*TASK GOAL*.
According to the franchise compliance checklist, within what period must the disclosure document be updated?

*EXCERPT*.

• • • • •

Pre-entry disclosure at least 14 days before signing

Disclosure document + Key Facts Sheet + a copy of the Code + the franchise agreement, given 14 days before the franchisee signs or pays a non-refundable amount.

Disclosure document updated annually

Updated within 4 months of the end of each financial year.

Registered on the Franchise Disclosure Register

Profile listed and kept current on the public franchisedisclosure.gov.au register.

14-day cooling-off period honoured

Franchisee can terminate within 14 days of signing or paying; payments refunded less reasonable costs.

Acts in good faith toward franchisees

Honest, cooperative dealing at every stage of the franchise relationship.

No unfair unilateral or retrospective variation

Changes to the franchise agreement follow the Code's limits on unilateral and retrospective variation.

Restraint-of-trade clauses meet the Code's conditions

Post-term restraints only relied on where the Code makes them enforceable.

• • • • •

*Saved data entries*.
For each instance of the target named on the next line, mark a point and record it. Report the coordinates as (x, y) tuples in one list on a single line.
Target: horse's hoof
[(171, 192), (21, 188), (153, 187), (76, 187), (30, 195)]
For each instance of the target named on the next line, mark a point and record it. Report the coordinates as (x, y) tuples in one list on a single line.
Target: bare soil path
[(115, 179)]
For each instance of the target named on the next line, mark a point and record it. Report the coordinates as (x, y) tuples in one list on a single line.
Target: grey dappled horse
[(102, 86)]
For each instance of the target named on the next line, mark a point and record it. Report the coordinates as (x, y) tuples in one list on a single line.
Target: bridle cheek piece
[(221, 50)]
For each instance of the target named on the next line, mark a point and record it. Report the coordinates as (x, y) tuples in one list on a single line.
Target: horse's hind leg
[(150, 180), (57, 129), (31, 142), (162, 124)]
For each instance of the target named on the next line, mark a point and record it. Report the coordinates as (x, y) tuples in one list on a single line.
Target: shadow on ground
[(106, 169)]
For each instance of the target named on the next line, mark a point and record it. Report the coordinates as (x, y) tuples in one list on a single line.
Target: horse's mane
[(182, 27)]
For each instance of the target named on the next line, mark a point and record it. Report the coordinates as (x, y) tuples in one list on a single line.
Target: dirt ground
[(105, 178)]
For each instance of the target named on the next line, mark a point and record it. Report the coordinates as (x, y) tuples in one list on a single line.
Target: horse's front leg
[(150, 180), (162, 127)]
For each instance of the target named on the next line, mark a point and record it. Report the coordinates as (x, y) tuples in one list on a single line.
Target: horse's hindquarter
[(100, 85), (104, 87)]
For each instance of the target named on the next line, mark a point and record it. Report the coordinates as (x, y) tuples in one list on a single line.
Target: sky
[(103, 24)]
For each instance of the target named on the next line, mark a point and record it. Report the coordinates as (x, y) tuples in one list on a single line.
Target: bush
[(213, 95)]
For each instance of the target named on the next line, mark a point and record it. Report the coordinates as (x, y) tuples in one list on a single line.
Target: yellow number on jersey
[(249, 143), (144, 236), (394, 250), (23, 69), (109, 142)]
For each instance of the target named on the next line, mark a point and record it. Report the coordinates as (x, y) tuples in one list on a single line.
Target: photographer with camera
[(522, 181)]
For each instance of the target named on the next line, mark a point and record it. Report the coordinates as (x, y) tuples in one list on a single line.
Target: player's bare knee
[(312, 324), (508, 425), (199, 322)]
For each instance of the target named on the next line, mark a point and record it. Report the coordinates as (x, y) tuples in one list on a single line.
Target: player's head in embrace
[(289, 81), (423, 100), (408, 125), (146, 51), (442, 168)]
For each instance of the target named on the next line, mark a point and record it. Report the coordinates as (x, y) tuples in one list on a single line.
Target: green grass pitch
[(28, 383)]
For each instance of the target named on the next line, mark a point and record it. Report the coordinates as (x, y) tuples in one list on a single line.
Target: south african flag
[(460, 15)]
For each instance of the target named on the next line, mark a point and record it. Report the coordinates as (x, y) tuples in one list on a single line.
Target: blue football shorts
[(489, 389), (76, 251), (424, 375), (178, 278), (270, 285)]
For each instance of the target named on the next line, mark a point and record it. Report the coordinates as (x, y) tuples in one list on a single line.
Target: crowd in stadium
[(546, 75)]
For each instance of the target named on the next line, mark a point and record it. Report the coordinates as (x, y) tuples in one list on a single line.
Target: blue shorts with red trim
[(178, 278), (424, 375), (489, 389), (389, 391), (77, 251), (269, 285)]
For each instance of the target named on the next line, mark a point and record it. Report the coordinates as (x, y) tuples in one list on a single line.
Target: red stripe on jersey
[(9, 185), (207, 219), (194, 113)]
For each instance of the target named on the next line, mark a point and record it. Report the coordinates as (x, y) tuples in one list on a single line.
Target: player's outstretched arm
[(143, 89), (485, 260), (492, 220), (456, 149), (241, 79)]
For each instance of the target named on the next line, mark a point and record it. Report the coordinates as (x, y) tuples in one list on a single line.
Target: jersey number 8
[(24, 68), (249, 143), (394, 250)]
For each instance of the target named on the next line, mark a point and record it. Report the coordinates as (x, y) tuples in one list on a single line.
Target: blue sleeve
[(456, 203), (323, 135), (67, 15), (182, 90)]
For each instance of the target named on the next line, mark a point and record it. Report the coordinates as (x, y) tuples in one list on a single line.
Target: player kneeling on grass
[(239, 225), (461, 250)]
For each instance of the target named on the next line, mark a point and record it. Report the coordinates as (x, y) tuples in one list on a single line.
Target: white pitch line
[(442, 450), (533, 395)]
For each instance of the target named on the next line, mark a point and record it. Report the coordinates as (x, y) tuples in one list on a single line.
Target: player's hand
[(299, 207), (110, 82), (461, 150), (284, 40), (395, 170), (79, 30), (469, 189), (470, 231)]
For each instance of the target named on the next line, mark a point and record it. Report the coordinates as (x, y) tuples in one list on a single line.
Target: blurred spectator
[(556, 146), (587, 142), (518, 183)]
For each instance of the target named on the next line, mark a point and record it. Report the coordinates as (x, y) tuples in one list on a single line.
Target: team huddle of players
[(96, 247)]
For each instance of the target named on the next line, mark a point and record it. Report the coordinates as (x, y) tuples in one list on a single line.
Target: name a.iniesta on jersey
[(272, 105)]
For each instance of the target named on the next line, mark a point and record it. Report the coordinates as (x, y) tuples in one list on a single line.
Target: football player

• • • • •

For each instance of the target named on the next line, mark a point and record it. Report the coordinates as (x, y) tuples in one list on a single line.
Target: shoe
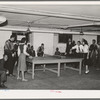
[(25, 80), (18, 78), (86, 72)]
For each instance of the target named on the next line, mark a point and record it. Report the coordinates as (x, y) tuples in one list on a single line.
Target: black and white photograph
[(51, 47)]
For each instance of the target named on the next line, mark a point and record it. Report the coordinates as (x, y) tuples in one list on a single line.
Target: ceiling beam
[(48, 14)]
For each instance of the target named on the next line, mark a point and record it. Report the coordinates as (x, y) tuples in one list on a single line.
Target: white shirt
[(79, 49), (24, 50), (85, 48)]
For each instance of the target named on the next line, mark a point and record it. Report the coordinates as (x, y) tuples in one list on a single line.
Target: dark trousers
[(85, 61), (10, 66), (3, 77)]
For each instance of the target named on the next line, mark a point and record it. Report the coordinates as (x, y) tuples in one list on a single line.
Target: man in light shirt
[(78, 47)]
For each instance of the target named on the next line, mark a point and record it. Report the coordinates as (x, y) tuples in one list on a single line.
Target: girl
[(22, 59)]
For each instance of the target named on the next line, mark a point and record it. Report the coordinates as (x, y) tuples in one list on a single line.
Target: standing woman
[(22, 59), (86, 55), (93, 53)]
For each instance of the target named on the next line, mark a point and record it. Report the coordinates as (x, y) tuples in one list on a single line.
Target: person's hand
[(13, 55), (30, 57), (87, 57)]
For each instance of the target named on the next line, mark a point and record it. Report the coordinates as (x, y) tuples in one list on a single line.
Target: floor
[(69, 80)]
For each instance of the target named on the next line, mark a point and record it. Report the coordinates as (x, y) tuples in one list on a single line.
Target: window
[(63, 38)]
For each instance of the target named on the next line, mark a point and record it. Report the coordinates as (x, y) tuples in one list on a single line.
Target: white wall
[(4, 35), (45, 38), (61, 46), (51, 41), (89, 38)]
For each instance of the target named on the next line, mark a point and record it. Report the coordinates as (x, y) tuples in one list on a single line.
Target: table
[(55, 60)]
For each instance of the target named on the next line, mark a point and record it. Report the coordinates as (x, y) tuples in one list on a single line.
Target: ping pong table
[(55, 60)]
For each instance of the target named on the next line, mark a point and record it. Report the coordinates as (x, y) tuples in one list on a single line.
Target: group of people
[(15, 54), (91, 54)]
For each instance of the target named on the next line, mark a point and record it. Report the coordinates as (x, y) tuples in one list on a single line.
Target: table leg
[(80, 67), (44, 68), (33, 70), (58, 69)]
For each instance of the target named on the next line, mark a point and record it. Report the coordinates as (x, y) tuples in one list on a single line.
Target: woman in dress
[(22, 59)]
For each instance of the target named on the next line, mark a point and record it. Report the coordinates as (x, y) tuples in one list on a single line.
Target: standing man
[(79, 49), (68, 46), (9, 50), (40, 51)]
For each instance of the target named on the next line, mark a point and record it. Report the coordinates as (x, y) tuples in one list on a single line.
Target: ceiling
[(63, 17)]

• • • • •

*TASK OUTPUT*.
Within 4 months of the end of each financial year.